The Unapologetic Mathematician

Mathematics for the interested outsider

We need to get down a few facts about metric spaces before we can continue on our course. Firstly, as I alluded in an earlier comment, compact metric spaces are sequentially compact — every sequence has a convergent subsequence.

To see this fact, we’ll use the fact that compact spaces are the next best thing to finite. Specifically, in a finite set any infinite sequence would have to hit one point infinitely often. Here instead, we’ll have an accumulation point $\xi$ in our compact metric space $X$ so that for any $\epsilon>0$ and point $x_m$ in our sequence there is some $n\geq m$ with $d_X(x_n,\xi)<\epsilon$. That is, though the sequence may move away from $\xi$, it always comes back within $\epsilon$ of it again. Once we have an accumulation point $\xi$, we can find a subsequence converging to $\xi$ just as we found a subnet converging to any accumulation point of a net.

Let’s take our sequence and define $F_N=\mathrm{Cl}(\{x_n, n\geq N\})$ — the closure of the sequence from $x_N$ onwards. Then these closed sets are nested $F_1\supseteq F_2\supseteq...\supseteq F_N\supseteq...$, and the intersection of any finite number of them is the smallest one, which is clearly nonempty since it contains a tail of the sequence. Then by the compactness of $X$ we see that the intersection of all the $F_N$ is again nonempty. Since the points in this intersection are in the closure of any tail of the sequence, they must be accumulation points.

Okay, that doesn’t quite work. See the comments for more details. Michael asks where I use the fact that we’re in a metric space, which was very astute. It turns out on reflection that I did use it, but it was hidden.

We can still say we’re looking for an accumulation point first and foremost, because if the sequence has an accumulation point there must be some subsequence converging to that point. Why not a subnet in general? Because metric spaces must be normal Hausdorff (using metric neighborhoods to separate
closed sets) and first-countable! And as long as we’re first-countable (or, weaker, “sequential”) we can find a sequence converging to any limit point of a net.

What I didn’t say before is that once we find an accumulation point there will be a subsequence converging to that point. My counterexample is compact, and any sequence in it has accumulation points, but we will only be able to find subnets of our sequence converging to them, not subsequences. Unless we add something to assure that our space is sequential, and metric spaces do that.

## PROVIDED DATA
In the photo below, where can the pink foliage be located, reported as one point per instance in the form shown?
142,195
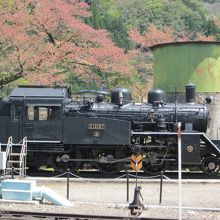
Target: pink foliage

## DO THIS
Continue the post above on why compact metric spaces are sequentially compact, starting right after its last sentence.

## TASK ANSWER
We should note in passing that the special case where $X$ is a compact subspace of $\mathbb{R}^n$ is referred to as the Bolzano-Weierstrass Theorem.

Next is the Heine-Cantor theorem, which says that any continuous function $f:M\rightarrow N$ from a compact metric space $M$ to any metric space $N$ is uniformly continuous. In particular, we can use the interval $\left[a,b\right]$ as our compact metric space $M$ and the real numbers $\mathbb{R}$ as our metric space $N$ to see that any continuous function on a closed interval is uniformly continuous.

So let’s assume that $f$ is continuous but not uniformly continuous. Then there is some $\epsilon>0$ so that for any $\delta>0$ there are points $x$ and $y$ in $M$ with $d_M(x,y)<\delta$ but $d_N(f(x),f(y))\geq\epsilon$. In particular, we can pick $\frac{1}{n}$ as our $\delta$ and get two sequences $x_n$ and $y_n$ with $d_M(x_n,y_n)<\frac{1}{n}$ but $d_N(f(x),f(y))\geq\epsilon$. By the above theorem we can find subsequences $x_{n_k}$ converging to $\bar{x}$ and $y_{n_k}$ converging to $\bar{y}$.

Now $d_X(x_{n_k},y_{n_k})<\frac{1}{n_k}$, which converges to ${0}$, and so $\bar{x}=\bar{y}$. Therefore we must have $d_Y(f(x_{n_k}),f(y_{n_k})$ also converging to ${0}$ by the continuity of $f$. But this can’t happen, since each of these distances must be at least $\epsilon$! Thus $f$ must have been uniformly continuous to begin with.

January 31, 2008 - Posted by | Point-Set Topology, Topology

1. So, what kinds of spaces are compact, but not sequentially compact? I don’t see how the fact that the space has a metric enters into the proof of the Bolzano-Weierstrass Theorem.

Comment by Michael Brazier | February 1, 2008 | Reply

2. Damn.. you’ve got a point there. All my references gave proof sketches for subspaces of $\mathbb{R}^n$ and then just asserted it worked for general metric spaces, so I tried to throw something together to work more generally, but it doesn’t seem to work. Thanks for catching that.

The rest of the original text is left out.